> _Given task_: Set out every line of the records below as a Markdown table with the columns Row and Line, skipping blank lines. Leave the pictures out of your answer.

Pointing dataset excerpts:
┌──

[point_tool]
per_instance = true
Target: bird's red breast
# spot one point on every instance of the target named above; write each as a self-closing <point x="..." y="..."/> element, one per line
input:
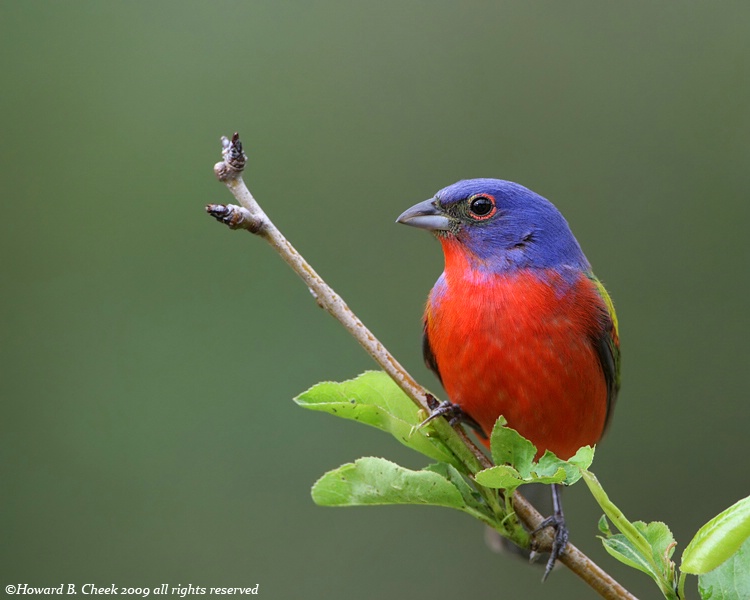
<point x="520" y="344"/>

└──

> _Expected answer_:
| Row | Line |
|---|---|
| 1 | [point_tool] |
| 2 | per_instance = true |
| 3 | Target: bird's red breast |
| 4 | # spot one point on every instance of the target named above; write each as a self-closing <point x="..." y="..."/> element, one per line |
| 5 | input: |
| 6 | <point x="520" y="344"/> |